Word for word, print every entry below.

(Point-per-instance localization data)

· · · ·

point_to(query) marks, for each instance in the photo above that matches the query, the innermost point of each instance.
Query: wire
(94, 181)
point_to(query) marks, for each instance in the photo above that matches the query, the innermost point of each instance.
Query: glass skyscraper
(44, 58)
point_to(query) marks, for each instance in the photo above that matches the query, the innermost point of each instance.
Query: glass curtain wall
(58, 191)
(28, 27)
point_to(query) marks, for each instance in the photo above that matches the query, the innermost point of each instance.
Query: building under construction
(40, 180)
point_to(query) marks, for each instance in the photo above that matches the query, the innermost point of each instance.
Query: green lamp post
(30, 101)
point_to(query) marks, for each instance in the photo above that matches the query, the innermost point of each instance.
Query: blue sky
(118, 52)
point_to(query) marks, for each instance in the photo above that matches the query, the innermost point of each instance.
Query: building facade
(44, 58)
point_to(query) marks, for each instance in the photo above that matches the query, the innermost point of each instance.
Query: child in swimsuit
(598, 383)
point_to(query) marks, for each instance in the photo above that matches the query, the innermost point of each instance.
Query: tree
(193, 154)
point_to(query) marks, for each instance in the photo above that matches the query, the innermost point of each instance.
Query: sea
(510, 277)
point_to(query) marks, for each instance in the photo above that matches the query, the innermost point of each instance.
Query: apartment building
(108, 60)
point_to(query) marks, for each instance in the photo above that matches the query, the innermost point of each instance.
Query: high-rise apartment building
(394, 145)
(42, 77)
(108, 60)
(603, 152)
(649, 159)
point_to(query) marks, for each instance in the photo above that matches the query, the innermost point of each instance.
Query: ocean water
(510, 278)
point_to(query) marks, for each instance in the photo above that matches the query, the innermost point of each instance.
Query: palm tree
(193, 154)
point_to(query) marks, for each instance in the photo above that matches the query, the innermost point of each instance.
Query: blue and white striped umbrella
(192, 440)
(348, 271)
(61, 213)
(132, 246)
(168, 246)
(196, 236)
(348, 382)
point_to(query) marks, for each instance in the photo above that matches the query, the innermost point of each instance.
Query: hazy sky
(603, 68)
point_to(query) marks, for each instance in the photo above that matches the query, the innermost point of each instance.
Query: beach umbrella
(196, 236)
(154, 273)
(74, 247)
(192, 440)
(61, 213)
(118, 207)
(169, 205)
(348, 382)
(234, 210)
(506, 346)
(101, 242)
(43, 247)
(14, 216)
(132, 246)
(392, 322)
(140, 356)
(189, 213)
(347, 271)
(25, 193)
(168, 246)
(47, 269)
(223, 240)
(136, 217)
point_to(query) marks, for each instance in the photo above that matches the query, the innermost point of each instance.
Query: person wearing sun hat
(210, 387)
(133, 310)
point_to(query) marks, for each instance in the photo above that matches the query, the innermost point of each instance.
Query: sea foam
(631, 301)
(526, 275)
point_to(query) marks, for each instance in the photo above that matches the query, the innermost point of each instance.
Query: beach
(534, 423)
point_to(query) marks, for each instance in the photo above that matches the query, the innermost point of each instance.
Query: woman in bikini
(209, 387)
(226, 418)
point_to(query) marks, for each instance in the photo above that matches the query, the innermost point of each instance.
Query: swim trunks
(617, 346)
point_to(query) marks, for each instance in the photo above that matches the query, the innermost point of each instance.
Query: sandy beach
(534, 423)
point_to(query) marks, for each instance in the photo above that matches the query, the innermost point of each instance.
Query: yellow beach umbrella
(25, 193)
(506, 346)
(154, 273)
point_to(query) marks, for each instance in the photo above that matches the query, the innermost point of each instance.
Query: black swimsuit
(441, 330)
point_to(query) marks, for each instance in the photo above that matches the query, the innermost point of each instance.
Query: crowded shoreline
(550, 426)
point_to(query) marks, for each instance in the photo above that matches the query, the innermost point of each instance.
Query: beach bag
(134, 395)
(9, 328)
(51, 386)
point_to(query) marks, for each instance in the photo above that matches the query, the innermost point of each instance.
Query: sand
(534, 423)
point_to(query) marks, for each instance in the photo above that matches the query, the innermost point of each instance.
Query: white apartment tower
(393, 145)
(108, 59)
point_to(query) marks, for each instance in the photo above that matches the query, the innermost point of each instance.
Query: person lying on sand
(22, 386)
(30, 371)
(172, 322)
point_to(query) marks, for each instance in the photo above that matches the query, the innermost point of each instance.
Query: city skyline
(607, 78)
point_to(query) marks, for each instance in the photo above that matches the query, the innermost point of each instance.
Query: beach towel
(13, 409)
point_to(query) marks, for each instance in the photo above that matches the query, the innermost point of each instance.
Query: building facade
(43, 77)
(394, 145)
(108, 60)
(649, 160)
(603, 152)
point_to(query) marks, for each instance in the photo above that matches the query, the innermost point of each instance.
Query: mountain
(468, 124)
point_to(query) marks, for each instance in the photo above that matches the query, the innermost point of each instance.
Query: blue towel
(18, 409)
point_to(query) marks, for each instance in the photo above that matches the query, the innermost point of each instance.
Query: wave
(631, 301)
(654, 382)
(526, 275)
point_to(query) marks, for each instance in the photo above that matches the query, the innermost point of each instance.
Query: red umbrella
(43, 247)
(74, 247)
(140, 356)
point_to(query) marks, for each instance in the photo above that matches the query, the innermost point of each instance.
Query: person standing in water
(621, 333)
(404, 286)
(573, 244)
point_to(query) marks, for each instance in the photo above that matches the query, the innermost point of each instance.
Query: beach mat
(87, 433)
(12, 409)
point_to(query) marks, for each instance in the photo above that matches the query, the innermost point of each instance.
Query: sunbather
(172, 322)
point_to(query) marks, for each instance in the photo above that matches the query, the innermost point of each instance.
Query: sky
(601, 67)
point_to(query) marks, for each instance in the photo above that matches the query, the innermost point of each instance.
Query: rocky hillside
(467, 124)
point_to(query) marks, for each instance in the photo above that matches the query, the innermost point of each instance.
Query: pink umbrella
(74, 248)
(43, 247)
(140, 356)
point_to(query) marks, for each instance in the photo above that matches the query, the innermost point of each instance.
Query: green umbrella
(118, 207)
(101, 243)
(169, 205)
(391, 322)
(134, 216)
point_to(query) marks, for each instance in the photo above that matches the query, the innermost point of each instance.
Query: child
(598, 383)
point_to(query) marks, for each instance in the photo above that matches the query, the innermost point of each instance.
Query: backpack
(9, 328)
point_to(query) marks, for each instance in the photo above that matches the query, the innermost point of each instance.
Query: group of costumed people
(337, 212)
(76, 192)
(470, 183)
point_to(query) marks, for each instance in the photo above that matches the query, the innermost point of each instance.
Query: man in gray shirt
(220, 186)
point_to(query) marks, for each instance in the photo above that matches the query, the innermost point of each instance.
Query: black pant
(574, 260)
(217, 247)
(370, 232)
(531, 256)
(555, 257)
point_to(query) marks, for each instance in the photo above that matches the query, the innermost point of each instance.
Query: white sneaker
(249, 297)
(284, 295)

· · · ·

§ **Solution to this task**
point_to(query) marks, for each instance in the photo above that matches the query, the innermost point of each instance.
Query: wire
(94, 181)
point_to(query) marks, for each instance in the photo above that matches the query, the innermost point of each instance.
Query: glass skyscraper
(44, 58)
point_to(query) marks, for each instance in the photo above that matches the query, the innermost point of each instance.
Query: glass curtain wall
(58, 191)
(28, 27)
point_to(query) marks, for each instance in the photo above that matches the query, the innermost point of each instance.
Query: building under construction
(40, 180)
point_to(query) marks, for each instance in the photo above that matches the query, the innermost point of each instance.
Query: green lamp post
(30, 101)
point_to(query) marks, for each instance in the photo above that matches the query, the innermost point of each instance.
Query: blue sky
(118, 52)
point_to(query) marks, for each instance in the photo above that matches the query, the innermost point of each instance.
Query: building facade
(44, 58)
point_to(query) marks, for each instance in the photo above that matches the query, the innermost point of each instance.
Query: child in swimsuit
(598, 383)
point_to(query) marks, for each instance in the photo above that matches the query, the innermost point of each instance.
Query: tree
(193, 154)
point_to(query) marks, for each instance in the photo above that matches the query, the innermost point of each instance.
Query: sea
(510, 277)
point_to(query) marks, for each instance in the photo above that matches the query, the innermost point of each instance.
Query: apartment building
(108, 60)
point_to(query) marks, for each instance in the photo above that matches the query, the innermost point of each instance.
Query: high-rise apartment building
(394, 145)
(42, 77)
(108, 60)
(603, 152)
(649, 159)
point_to(query) marks, for each instance in the photo above that matches the query, the innermost point of each instance.
Query: ocean water
(510, 278)
point_to(query) marks, for each instance in the photo above that matches the query, the innermost point of each instance.
Query: palm tree
(193, 154)
point_to(query) marks, for each instance in the photo above that matches the query, the innermost point of each instance.
Query: blue and white striped umbrella
(192, 440)
(348, 271)
(61, 213)
(132, 246)
(168, 246)
(196, 236)
(348, 382)
point_to(query) marks, for each instance in the photo above that matches the query, the innermost point of each instance.
Query: hazy sky
(603, 68)
point_to(query) marks, for each instance in the photo above that matches the query, the innermost point of each instance.
Query: beach umbrella
(196, 236)
(154, 273)
(74, 247)
(192, 440)
(61, 213)
(118, 207)
(169, 205)
(348, 382)
(234, 210)
(506, 346)
(101, 242)
(43, 247)
(14, 216)
(132, 246)
(392, 322)
(140, 356)
(189, 213)
(347, 271)
(25, 193)
(168, 246)
(47, 269)
(223, 240)
(136, 217)
point_to(query) marks, for each instance in the photo above that matches the query, the innermost point of each instance.
Query: person wearing sun hat
(210, 387)
(133, 310)
point_to(query) marks, for each instance in the photo above that matches the query, the innermost point of each instance.
Query: sea foam
(631, 301)
(526, 275)
point_to(query) marks, for each instance in the photo above that matches the query, the innermost point of each instance.
Query: beach
(534, 423)
point_to(query) marks, for each instance in the photo above that matches the query, the innermost point of each instance.
Query: woman in bikini
(209, 387)
(226, 418)
point_to(query) marks, for each instance in the photo above that matches the query, the innermost point of each instance.
Query: swim trunks
(617, 346)
point_to(query) marks, for each instance in the photo above that matches the query, the innermost point of each instance.
Query: sandy beach
(534, 423)
point_to(query) marks, for each instance in the photo above that matches the query, the innermost point of each instance.
Query: yellow beach umbrella
(25, 193)
(506, 346)
(154, 273)
point_to(query) marks, for each instance in the photo above that matches the query, the innermost point of each instance.
Query: black swimsuit
(441, 330)
point_to(query) marks, for each instance in the photo above that matches the query, the innermost point of each instance.
Query: crowded shoreline
(550, 426)
point_to(query) marks, for each instance in the photo above that matches the query, the innermost point of each instance.
Query: beach bag
(134, 395)
(9, 328)
(51, 386)
point_to(query) marks, for each instance in the photo above that matches the query, the innermost point of each instance.
Query: sand
(534, 423)
point_to(query) marks, for each instance in the photo above that matches the query, the innermost point of each instance.
Query: white apartment tower
(393, 145)
(108, 59)
point_to(query) marks, for each instance in the photo above that matches the query, the innermost point of each instance.
Query: person lying on sand
(22, 386)
(30, 371)
(172, 322)
point_to(query) marks, for each instance in the photo above that matches the query, the innermost point of each instance.
Query: city skyline
(607, 78)
point_to(query) marks, for each instance in the photo above that matches the query, the innermost point of each instance.
Query: beach towel
(13, 409)
point_to(query) marks, for each instance in the photo above that matches the query, the innermost point of each instance.
Query: building facade
(43, 77)
(394, 145)
(108, 60)
(649, 160)
(603, 152)
point_to(query) marks, for each instance in the photo above that matches the query, the innermost point of each instance.
Query: mountain
(468, 124)
point_to(query) marks, for each instance in the photo above that matches the query, the innermost point of each instance.
Query: blue towel
(18, 409)
point_to(query) marks, for each instance in the photo above that matches the query, the innermost point of each instance.
Query: wave
(631, 301)
(654, 382)
(526, 275)
point_to(query) marks, for each instance in the photo above that matches the query, the innermost point of each instance.
Query: red umbrella
(43, 247)
(74, 247)
(140, 356)
point_to(query) marks, for each instance in the photo above that matches the query, the innermost point of each instance.
Query: person standing in water
(621, 333)
(404, 286)
(573, 244)
point_to(query) marks, for each instance in the photo above that matches the query, the innermost point of each instance.
Query: beach mat
(87, 433)
(12, 409)
point_to(query) marks, for each instance in the photo above that matches the query, the innermost point of each instance.
Query: sunbather
(172, 322)
point_to(query) marks, for each instance in the photo above that matches the query, the innermost point of each instance.
Query: sky
(601, 67)
point_to(query) marks, for each instance in the photo above that matches the query, the innermost point of each instance.
Query: rocky hillside
(467, 124)
point_to(query) marks, for each instance in the photo above that matches the query, the innermost point of each instance.
Query: pink umbrella
(74, 248)
(43, 247)
(140, 356)
point_to(query) marks, for each instance in the photo above that matches the query, the innermost point of each instance.
Query: green umbrella
(118, 207)
(101, 243)
(169, 205)
(391, 322)
(134, 216)
point_to(query) marks, for each instance in the photo above that matches the query, the innermost point of each instance.
Query: child
(598, 383)
point_to(query) marks, for each instance in the photo above that matches the query, the innermost point of each instance.
Query: backpack
(9, 328)
point_to(query) marks, for each instance in the photo above that matches the query, the innermost point of each instance.
Query: group of costumed people
(337, 212)
(76, 192)
(470, 183)
point_to(query) marks, for each instance in the photo above that matches the query, the innermost point of each instance.
Query: man in gray shirt
(220, 186)
point_to(query) marks, for each instance in the photo above that matches the query, the innermost point of each instance.
Query: black pant
(574, 260)
(217, 247)
(370, 232)
(531, 256)
(555, 257)
point_to(query) marks, for each instance in the photo above that matches the query, the innermost point of each instance.
Query: white sneaker
(249, 297)
(284, 295)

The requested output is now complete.